▸ **TEXT**:
^^^^
Hon. Frederick Byron  (3 February 1822 – 4 April 1861) was an English first-class cricketer and barrister.

The son of George Byron, 7th Baron Byron, he was born at Cheltenham in February 1822. He was educated at Westminster School, before going up to Balliol College, Oxford. While studying at Oxford, Byron made a single appearance in first-class cricket for Oxford University against the Marylebone Cricket Club at Oxford in 1841. Batting twice in the match, he was dismissed for 6 runs by James Cobbett in the Oxford first-innings, while in their second-innings he was dismissed for 2 runs by the same bowler. He became a fellow at All Souls College in 1843.
^^^^
▸ **SET TASK 1**: In the biography of Frederick Byron, which bowler dismissed him in both innings of his only first-class match?
▸ **SET TASK 2**: Extract the part of the Frederick Byron biography that runs from "The son of George" to "College in 1843.", word for word.
▸ **SET TASK 3**: Write what comes next in the Frederick Byron biography, starting after its final sentence.
^^^^
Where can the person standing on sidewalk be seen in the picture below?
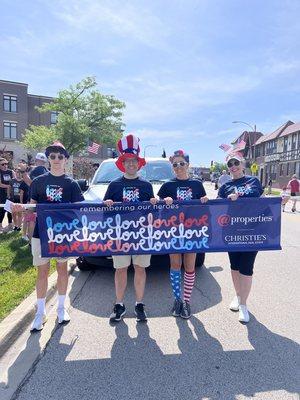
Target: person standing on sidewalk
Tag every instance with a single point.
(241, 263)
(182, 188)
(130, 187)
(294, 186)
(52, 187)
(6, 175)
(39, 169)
^^^^
▸ **WRITTEN ANSWER 1**: James Cobbett

▸ **WRITTEN ANSWER 2**:
The son of George Byron, 7th Baron Byron, he was born at Cheltenham in February 1822. He was educated at Westminster School, before going up to Balliol College, Oxford. While studying at Oxford, Byron made a single appearance in first-class cricket for Oxford University against the Marylebone Cricket Club at Oxford in 1841. Batting twice in the match, he was dismissed for 6 runs by James Cobbett in the Oxford first-innings, while in their second-innings he was dismissed for 2 runs by the same bowler. He became a fellow at All Souls College in 1843.

▸ **WRITTEN ANSWER 3**:
After graduating from Oxford, he became a member of Lincoln's Inn and was called to the bar in 1848. He was commissioned as a lieutenant in the Sherwood Foresters in April 1850. Byron was appointed as a deputy lieutenant for Essex in September 1853. He was promoted to captain in the Sherwood Foresters in March 1859. Byron married Mary Jane Wescomb in 1851, with the couple having three children. He died suddenly at Westminster in April 1861, predeceasing his father. Byron's son George later became the 9th Baron Byron upon the death of Bryon's elder brother, George Byron, 8th Baron Byron.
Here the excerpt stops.